Antes, a Azul apenas levava a carga de Manaus para Campinas e Recife, onde estão as maiores distribuições da empresa. “Hoje, fazemos abastecimento de loja, de shopping e ainda fazemos o e-commerce deles em todo o Brasil”, diz ela. Em 1 mil cidades, a companhia entrega de porta a porta num prazo de 24 horas.
Com isso, a empresa acabou se tornando líder do segmento. De acordo com dados da Agência Nacional de Aviação Civil (ANAC), ela tem 35% do mercado. Em seguida, vêm a Latam, com 25%; a Sideral, com 14,7%; Gol, com 9,7%, e outras. Mais do que o investimento realizado nos últimos anos, a Azul acabou se beneficiando de sua malha.
Se antigamente o e-commerce era mais usual nos grandes centros, durante a pandemia ele passou a ser usado por todos. “Qualquer um pode voar para Porto Alegre e Curitiba, mas em Sinope, Sorriso, Cascavel, só a gente”, diz Rodgerson. A Azul hoje voa para 130 cidades e conta com 300 franquias da Azul Cargo espalhadas pelo País. E, até o fim do ano, cerca de mais 30 lojas serão inauguradas.

■ ■ ■ ■ ■

--- AÇÕES PEDIDAS ---
(a) Resuma o texto sobre a Azul em duas frases.
(b) Repita, sem mudar nada, a parte do texto sobre a Azul que começa em "Antes, a Azul" e termina em "de sua malha.".
(c) Prossiga com o texto sobre a Azul a partir do ponto em que ele para.
As linhas vêm de outra fonte, sem ligação com o texto sobre a Azul.

■ ■ ■ ■ ■

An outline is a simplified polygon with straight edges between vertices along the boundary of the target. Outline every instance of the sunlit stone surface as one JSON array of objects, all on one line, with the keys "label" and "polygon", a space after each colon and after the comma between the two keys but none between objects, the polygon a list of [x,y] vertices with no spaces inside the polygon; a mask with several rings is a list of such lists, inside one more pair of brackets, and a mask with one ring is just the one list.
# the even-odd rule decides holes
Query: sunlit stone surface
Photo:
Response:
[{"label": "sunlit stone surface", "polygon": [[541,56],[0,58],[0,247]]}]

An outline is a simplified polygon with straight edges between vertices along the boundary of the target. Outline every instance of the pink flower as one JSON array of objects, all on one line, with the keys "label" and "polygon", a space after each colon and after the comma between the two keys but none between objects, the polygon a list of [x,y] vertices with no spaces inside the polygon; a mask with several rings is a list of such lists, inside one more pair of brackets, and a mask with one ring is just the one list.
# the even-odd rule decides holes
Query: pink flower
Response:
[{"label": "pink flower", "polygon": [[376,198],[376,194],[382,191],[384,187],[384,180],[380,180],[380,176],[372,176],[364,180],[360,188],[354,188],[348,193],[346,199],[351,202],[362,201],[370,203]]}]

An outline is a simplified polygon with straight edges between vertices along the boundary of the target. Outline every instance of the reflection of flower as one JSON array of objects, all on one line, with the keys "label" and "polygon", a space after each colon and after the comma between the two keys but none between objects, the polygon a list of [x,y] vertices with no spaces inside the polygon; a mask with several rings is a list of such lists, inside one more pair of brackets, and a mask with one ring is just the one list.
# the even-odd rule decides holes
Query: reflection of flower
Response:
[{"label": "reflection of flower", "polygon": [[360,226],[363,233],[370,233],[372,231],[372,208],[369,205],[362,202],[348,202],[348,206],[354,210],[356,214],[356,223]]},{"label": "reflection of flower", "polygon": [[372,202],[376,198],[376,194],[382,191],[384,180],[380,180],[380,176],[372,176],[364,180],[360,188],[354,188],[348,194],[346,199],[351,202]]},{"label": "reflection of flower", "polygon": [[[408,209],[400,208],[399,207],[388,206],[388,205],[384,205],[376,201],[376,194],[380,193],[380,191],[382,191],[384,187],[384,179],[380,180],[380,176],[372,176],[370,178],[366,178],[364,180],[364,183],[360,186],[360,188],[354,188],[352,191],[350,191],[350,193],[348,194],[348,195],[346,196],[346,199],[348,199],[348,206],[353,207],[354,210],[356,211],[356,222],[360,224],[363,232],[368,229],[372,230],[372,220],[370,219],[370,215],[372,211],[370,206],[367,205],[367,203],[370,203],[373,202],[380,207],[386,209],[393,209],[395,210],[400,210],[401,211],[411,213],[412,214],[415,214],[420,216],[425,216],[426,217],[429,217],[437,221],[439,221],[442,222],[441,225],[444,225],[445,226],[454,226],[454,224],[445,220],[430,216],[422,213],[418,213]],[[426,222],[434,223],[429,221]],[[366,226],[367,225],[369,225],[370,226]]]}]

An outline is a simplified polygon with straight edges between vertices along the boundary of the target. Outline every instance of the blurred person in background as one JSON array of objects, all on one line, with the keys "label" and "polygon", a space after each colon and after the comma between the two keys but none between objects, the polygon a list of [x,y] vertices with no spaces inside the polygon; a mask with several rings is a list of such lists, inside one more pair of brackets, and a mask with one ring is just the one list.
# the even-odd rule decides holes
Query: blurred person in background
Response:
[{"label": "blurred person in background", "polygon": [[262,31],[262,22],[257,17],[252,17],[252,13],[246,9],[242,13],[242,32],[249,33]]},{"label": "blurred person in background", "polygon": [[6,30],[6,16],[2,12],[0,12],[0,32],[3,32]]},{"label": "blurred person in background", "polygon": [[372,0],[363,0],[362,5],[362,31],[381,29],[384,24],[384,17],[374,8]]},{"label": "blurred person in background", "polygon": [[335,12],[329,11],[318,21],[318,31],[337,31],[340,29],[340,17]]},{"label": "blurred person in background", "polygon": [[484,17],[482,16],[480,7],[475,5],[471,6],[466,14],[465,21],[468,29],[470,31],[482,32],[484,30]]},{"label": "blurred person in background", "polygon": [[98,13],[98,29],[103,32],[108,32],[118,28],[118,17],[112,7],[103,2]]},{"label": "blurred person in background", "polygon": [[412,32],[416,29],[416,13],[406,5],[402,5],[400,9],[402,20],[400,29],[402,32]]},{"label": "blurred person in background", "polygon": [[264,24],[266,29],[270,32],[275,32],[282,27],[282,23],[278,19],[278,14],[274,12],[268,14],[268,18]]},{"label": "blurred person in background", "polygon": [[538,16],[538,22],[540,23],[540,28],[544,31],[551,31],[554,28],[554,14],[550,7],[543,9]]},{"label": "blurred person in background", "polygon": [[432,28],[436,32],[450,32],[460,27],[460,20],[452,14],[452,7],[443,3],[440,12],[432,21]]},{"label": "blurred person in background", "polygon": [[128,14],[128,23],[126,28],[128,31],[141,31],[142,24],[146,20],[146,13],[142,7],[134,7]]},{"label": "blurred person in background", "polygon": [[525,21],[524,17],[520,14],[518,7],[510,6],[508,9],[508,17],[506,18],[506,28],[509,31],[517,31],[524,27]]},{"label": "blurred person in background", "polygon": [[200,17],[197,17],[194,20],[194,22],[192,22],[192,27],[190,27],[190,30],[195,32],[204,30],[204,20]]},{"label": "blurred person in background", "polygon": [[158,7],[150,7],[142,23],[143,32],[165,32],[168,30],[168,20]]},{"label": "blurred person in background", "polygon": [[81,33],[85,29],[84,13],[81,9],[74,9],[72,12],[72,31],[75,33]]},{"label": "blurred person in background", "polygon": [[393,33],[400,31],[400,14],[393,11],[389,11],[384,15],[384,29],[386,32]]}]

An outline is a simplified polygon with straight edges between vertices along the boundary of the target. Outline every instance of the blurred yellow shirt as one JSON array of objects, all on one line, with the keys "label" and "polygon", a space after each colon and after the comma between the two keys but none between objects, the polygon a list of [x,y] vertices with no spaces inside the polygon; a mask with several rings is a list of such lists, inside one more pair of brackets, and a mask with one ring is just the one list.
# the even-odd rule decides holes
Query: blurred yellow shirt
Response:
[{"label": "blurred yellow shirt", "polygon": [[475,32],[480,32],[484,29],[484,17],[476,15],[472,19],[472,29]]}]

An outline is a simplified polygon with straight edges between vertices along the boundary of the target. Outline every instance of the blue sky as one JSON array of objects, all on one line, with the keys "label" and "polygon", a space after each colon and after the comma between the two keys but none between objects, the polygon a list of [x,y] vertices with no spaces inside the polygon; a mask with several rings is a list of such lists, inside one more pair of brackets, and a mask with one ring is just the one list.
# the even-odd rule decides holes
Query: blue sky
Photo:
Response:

■ ■ ■ ■ ■

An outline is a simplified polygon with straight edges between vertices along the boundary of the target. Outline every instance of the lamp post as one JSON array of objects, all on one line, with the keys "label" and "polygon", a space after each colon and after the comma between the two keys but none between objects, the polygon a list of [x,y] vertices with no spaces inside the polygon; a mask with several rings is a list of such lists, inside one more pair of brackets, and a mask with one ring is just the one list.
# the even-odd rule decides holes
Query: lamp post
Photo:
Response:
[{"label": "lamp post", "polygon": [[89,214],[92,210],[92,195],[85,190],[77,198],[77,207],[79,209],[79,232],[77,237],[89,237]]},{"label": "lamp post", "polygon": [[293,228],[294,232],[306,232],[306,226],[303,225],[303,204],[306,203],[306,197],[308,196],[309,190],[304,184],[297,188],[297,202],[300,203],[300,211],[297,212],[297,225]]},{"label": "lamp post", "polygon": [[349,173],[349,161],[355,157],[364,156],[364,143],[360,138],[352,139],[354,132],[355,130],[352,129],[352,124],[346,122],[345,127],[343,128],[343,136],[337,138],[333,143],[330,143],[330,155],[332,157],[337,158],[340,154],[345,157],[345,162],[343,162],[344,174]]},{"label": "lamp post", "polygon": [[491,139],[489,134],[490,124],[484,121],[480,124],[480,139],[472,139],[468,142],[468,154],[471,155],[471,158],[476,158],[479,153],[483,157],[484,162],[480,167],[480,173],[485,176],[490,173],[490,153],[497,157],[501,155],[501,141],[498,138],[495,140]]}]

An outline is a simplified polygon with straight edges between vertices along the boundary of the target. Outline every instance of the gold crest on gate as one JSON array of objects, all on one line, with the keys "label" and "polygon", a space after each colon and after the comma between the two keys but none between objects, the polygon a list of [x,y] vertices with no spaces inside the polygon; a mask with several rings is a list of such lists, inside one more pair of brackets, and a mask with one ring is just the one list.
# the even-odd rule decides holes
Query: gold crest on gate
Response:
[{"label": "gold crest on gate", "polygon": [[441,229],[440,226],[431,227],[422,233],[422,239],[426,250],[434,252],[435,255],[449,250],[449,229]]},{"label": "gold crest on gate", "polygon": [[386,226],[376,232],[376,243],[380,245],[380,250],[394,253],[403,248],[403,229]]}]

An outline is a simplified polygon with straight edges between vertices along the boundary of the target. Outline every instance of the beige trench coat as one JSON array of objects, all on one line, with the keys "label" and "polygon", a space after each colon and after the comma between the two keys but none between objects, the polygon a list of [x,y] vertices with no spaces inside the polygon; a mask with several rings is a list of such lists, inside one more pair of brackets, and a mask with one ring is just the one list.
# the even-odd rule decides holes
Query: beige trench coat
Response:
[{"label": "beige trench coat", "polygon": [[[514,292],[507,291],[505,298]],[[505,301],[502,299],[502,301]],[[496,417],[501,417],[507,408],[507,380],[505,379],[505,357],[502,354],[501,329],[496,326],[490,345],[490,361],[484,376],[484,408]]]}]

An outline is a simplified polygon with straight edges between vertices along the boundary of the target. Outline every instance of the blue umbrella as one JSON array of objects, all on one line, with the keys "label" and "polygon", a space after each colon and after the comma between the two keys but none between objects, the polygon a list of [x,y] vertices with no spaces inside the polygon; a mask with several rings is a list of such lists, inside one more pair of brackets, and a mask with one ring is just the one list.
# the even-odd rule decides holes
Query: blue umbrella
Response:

■ ■ ■ ■ ■

--- RESPOSTAS DOS EXERCÍCIOS ---
(a) A Azul, que antes só levava carga de Manaus para Campinas e Recife, hoje abastece lojas e shoppings e faz entregas de e-commerce em todo o Brasil, chegando de porta a porta em 24 horas em 1 mil cidades. Segundo a ANAC, a empresa lidera o segmento com 35% do mercado, ajudada por sua malha, e hoje voa para 130 cidades e conta com 300 franquias da Azul Cargo.

(b)
Antes, a Azul apenas levava a carga de Manaus para Campinas e Recife, onde estão as maiores distribuições da empresa. “Hoje, fazemos abastecimento de loja, de shopping e ainda fazemos o e-commerce deles em todo o Brasil”, diz ela. Em 1 mil cidades, a companhia entrega de porta a porta num prazo de 24 horas.
Com isso, a empresa acabou se tornando líder do segmento. De acordo com dados da Agência Nacional de Aviação Civil (ANAC), ela tem 35% do mercado. Em seguida, vêm a Latam, com 25%; a Sideral, com 14,7%; Gol, com 9,7%, e outras. Mais do que o investimento realizado nos últimos anos, a Azul acabou se beneficiando de sua malha.

(c)
O crescimento da Azul Cargo no segundo trimestre deste ano foi de 137,2% em relação ao mesmo período de 2019. Ele contrasta com o resultado da companhia em geral. A Azul anotou uma receita líquida de R$ 1,7 bilhão, 35% a menos do que no mesmo período de 2019. O resultado operacional foi negativo em R$ 400,2 milhões e ela só deu lucro de R$ 1,07 bilhão por conta da variação cambial. Como, no período o dólar se desvalorizou, sua dívida ficou mais barata. Em junho, a companhia captou US$ 600 milhões em títulos de dívida internacional.
Rodgerson afirma que o segundo trimestre é, geralmente, o mais fraco do ano e também teve a segunda onda da Covid-19, que impactou os resultados de abril e maio. “Em julho e agosto, estamos voando com o mesmo número de assentos como estávamos em 2019. O mercado doméstico está forte. O mercado de lazer voltou com força e estou otimista porque o grande corporate ainda não voltou”, diz ele.
A aposta dele é que as grandes empresas voltarão a usar os serviços aéreos. “Tem muita demanda reprimida. Não sei se vão voar 22 vezes uma ponte aérea, mas vão visitar clientes. Vai ter um boom no quarto trimestre e depois talvez seja 90% do que era.” Em outubro, diz ele, a companhia já deverá superar os números de 2019.
"Não achamos que os investidores devam prestar muita atenção aos resultados do segundo trimestre e, em vez disso, devem se concentrar na liquidez, gestão de passivos e uma recuperação de capacidade. Apesar de alguns atrasos na vacinação no Brasil, esperamos um constante volume de recuperação no final do ano, impulsionado principalmente por viagens de lazer e VFR (família e amigos)", escreveram os analistas do BTG Pactual, Lucas Marquiori, Fernanda Recchia e Aline Gil.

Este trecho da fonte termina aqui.